Records from a data source:
—————

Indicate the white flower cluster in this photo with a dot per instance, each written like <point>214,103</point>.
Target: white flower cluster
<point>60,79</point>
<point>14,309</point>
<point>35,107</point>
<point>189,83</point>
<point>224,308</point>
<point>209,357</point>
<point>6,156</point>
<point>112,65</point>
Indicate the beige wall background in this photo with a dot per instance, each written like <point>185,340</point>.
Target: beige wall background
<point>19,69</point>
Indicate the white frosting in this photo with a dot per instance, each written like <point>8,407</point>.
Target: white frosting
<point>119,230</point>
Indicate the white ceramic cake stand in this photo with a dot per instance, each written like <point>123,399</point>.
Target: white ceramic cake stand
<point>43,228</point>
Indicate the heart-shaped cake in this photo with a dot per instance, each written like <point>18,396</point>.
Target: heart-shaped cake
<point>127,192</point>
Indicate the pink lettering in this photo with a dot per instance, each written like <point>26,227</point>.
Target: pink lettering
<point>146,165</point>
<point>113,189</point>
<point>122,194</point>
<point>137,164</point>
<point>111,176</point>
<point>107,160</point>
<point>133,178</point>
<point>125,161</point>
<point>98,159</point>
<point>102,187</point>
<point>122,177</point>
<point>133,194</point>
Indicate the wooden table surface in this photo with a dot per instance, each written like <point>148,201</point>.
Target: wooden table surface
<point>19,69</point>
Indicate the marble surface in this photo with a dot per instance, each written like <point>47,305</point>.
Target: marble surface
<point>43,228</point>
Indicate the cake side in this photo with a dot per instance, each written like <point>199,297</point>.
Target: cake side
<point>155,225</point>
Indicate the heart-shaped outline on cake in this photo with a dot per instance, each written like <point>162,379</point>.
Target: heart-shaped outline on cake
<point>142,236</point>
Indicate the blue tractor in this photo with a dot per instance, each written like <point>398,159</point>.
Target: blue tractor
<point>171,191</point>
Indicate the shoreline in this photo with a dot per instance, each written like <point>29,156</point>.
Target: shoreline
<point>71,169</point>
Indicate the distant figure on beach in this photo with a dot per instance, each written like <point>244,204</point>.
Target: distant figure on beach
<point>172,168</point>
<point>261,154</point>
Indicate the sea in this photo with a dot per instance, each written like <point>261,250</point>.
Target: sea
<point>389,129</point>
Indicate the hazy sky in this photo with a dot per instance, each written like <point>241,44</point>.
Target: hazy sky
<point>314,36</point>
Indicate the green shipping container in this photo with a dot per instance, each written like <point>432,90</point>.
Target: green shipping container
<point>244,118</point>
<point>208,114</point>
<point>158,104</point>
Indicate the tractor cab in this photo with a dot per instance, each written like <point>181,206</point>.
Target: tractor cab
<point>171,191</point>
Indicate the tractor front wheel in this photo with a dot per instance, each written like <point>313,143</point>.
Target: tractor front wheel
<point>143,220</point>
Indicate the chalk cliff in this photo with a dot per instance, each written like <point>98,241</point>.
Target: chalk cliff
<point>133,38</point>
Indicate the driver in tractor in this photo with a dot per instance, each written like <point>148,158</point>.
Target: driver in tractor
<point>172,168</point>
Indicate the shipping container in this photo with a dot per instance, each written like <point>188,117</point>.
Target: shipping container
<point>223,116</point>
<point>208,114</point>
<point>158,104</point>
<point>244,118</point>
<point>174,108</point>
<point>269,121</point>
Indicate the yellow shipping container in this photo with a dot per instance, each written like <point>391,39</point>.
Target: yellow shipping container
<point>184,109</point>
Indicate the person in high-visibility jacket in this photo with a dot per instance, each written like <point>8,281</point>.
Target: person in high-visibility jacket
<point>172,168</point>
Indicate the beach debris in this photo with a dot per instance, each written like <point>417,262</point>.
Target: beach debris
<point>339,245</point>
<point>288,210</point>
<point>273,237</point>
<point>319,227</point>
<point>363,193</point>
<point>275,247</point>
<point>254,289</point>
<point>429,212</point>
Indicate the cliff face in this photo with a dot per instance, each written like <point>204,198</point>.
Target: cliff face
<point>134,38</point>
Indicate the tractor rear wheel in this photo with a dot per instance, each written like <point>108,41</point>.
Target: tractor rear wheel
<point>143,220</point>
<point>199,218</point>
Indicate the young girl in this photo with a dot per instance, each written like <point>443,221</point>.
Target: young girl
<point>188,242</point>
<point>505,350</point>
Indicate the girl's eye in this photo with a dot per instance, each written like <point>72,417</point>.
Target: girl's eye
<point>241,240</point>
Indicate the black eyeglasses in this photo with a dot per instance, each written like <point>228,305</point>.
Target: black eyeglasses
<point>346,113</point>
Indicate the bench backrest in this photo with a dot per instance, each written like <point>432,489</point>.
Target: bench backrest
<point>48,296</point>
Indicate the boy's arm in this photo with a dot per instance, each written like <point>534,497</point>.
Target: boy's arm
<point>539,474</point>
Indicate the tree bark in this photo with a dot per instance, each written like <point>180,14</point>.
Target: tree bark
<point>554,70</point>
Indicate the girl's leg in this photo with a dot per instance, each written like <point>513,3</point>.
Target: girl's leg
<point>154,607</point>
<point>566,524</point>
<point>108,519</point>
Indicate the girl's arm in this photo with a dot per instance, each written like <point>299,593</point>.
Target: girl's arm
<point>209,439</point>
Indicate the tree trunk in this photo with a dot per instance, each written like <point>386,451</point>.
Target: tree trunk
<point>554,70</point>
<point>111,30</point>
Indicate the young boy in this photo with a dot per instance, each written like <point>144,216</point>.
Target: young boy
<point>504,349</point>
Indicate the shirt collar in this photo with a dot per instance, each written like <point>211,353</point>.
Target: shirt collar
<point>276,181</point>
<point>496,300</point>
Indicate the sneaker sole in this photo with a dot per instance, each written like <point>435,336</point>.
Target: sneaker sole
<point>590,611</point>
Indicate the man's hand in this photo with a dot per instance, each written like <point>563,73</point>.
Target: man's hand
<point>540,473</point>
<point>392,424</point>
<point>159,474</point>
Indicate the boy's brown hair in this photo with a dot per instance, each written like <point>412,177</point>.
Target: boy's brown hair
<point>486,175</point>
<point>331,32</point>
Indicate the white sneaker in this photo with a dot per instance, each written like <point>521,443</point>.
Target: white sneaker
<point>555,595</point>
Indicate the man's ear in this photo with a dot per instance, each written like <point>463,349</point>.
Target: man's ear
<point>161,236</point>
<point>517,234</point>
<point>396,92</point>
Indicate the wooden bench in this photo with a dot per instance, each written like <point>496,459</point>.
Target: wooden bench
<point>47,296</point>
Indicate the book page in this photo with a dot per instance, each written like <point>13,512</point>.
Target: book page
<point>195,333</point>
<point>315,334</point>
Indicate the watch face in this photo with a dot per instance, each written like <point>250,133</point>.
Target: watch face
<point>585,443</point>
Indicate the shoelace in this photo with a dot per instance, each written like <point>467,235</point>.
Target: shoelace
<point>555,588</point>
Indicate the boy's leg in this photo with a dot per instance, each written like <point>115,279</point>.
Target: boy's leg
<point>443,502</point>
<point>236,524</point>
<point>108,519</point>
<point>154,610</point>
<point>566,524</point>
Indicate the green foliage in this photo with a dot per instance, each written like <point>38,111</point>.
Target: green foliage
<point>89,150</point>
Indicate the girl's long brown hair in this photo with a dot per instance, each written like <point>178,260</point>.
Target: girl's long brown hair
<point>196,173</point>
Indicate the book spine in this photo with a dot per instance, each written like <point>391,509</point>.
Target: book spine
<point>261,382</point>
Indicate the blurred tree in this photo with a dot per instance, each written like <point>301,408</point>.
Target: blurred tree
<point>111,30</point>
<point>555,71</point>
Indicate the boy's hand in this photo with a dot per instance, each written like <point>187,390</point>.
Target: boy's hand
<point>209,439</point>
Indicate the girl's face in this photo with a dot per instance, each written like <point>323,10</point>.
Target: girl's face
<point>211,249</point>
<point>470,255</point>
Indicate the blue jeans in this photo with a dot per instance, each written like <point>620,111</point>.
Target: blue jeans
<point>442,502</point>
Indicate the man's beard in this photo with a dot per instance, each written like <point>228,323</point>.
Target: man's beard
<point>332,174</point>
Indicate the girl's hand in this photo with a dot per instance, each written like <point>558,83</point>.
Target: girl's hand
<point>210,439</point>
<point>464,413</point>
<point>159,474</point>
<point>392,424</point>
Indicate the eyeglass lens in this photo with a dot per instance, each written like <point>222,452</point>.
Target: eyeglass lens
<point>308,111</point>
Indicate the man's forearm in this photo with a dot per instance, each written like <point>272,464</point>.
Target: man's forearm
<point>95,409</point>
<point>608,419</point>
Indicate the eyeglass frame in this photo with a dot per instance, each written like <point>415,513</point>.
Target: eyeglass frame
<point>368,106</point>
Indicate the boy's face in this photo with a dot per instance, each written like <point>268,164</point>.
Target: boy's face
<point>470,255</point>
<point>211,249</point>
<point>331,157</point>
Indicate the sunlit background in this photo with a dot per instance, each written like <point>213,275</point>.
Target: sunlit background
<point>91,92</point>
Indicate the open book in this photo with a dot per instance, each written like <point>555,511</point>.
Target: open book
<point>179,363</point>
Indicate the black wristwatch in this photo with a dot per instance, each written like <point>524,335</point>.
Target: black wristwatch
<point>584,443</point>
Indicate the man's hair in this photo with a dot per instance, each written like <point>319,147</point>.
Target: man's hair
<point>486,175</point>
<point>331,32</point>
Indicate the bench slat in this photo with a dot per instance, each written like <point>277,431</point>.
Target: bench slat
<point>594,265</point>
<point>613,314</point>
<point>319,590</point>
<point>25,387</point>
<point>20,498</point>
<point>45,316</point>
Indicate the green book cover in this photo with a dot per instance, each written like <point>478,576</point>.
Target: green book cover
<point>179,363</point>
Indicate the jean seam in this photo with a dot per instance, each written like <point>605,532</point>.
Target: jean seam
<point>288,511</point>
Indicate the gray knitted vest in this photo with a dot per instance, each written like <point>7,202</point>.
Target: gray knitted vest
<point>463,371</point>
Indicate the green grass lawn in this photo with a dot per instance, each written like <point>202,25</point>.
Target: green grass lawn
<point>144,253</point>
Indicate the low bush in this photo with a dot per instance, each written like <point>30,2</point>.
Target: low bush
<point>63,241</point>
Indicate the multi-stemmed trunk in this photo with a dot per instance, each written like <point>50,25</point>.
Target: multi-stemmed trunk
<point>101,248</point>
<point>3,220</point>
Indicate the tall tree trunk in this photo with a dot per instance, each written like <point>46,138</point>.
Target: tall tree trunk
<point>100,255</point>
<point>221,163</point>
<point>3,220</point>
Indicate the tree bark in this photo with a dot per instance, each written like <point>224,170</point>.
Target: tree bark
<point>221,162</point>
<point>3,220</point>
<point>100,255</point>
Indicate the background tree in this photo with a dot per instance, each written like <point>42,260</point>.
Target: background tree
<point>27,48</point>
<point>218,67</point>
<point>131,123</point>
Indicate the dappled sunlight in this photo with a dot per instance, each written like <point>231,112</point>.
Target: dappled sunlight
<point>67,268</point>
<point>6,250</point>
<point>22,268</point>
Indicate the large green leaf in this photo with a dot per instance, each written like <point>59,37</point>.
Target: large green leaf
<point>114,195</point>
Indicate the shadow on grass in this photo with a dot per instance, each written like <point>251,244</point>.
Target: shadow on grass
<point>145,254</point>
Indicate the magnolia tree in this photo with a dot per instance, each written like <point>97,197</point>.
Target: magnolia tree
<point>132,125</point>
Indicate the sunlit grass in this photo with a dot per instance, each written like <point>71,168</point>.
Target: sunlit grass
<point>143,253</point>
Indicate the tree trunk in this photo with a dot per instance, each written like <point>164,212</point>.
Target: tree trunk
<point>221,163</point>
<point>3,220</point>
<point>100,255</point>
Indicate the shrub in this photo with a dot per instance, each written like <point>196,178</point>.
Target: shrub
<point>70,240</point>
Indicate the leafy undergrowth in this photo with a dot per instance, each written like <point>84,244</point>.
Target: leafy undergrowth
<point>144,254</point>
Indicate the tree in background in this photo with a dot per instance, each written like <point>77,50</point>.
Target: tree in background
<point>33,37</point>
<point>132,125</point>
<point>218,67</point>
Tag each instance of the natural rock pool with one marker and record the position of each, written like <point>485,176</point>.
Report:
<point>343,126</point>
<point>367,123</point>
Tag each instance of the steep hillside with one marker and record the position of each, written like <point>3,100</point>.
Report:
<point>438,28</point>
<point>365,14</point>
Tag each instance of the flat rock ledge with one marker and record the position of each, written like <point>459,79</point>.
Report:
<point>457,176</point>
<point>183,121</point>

—————

The task | All lines above from the one containing "Indicate the white frosting" to the one containing "Indicate the pink" must be repeated exactly, both lines included, and no others.

Exercise solution |
Indicate the white frosting in this photo with a dot per instance, each written like <point>8,407</point>.
Target: white frosting
<point>119,230</point>
Indicate the white ceramic cake stand in this photo with a dot per instance, each written like <point>123,399</point>.
Target: white ceramic cake stand
<point>43,228</point>
Indicate the heart-shaped cake in this photo with a dot per instance, each written like <point>18,396</point>.
Target: heart-shaped cake
<point>127,192</point>
Indicate the pink lettering in this photo with a dot per instance, each written like <point>26,227</point>.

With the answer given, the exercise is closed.